* _INPUT_
--- START ---
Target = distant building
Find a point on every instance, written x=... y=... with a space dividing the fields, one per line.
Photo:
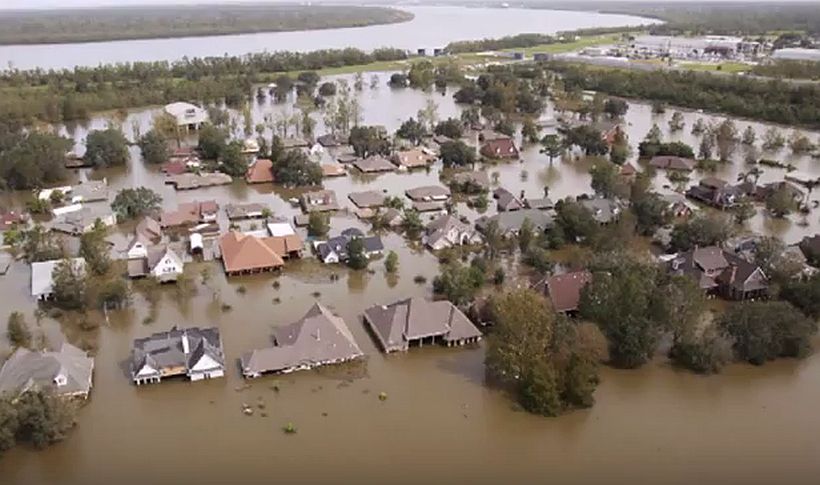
x=187 y=115
x=417 y=321
x=195 y=353
x=318 y=338
x=67 y=372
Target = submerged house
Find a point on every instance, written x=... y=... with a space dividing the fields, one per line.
x=195 y=353
x=318 y=338
x=720 y=272
x=447 y=231
x=67 y=372
x=417 y=321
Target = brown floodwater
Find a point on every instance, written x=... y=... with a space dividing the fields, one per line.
x=440 y=423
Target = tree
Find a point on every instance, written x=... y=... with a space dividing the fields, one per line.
x=615 y=107
x=69 y=285
x=766 y=330
x=356 y=257
x=459 y=283
x=676 y=123
x=743 y=211
x=605 y=179
x=369 y=140
x=232 y=161
x=295 y=169
x=391 y=263
x=457 y=154
x=37 y=417
x=550 y=362
x=780 y=202
x=526 y=234
x=622 y=300
x=412 y=131
x=327 y=89
x=702 y=230
x=134 y=203
x=749 y=136
x=451 y=128
x=17 y=331
x=106 y=148
x=773 y=140
x=551 y=146
x=318 y=224
x=726 y=139
x=212 y=141
x=154 y=147
x=94 y=249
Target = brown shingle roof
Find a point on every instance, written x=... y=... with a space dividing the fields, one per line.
x=260 y=172
x=565 y=290
x=242 y=252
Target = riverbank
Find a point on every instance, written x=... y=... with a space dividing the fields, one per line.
x=66 y=26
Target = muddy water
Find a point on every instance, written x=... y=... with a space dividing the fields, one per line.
x=439 y=423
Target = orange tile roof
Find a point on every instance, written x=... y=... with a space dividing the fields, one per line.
x=242 y=252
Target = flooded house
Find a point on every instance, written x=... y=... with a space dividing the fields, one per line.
x=319 y=201
x=195 y=353
x=67 y=372
x=721 y=272
x=428 y=193
x=318 y=338
x=260 y=172
x=42 y=276
x=415 y=322
x=447 y=231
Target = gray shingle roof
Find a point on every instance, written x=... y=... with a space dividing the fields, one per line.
x=318 y=338
x=27 y=370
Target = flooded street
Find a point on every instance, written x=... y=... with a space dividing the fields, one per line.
x=440 y=423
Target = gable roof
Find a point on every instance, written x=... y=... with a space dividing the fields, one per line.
x=319 y=337
x=564 y=290
x=28 y=370
x=260 y=171
x=243 y=252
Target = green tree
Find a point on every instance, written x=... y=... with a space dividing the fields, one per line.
x=550 y=362
x=70 y=284
x=766 y=330
x=356 y=257
x=780 y=202
x=232 y=161
x=17 y=331
x=457 y=154
x=106 y=148
x=412 y=131
x=212 y=141
x=318 y=224
x=451 y=128
x=552 y=147
x=622 y=300
x=134 y=203
x=154 y=147
x=391 y=263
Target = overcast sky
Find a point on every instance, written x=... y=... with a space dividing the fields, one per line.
x=28 y=4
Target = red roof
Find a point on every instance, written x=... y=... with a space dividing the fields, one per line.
x=260 y=172
x=565 y=290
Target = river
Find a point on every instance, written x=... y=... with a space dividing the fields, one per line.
x=430 y=28
x=440 y=423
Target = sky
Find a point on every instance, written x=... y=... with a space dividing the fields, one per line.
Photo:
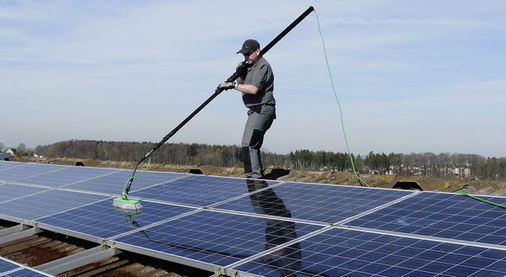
--- END ---
* _WORK INSTRUCTION_
Which of the lines above include the string "shingle"? Pick them out and copy them.

* _YOUR RESPONSE_
Target = brown shingle roof
Target = gray shingle roof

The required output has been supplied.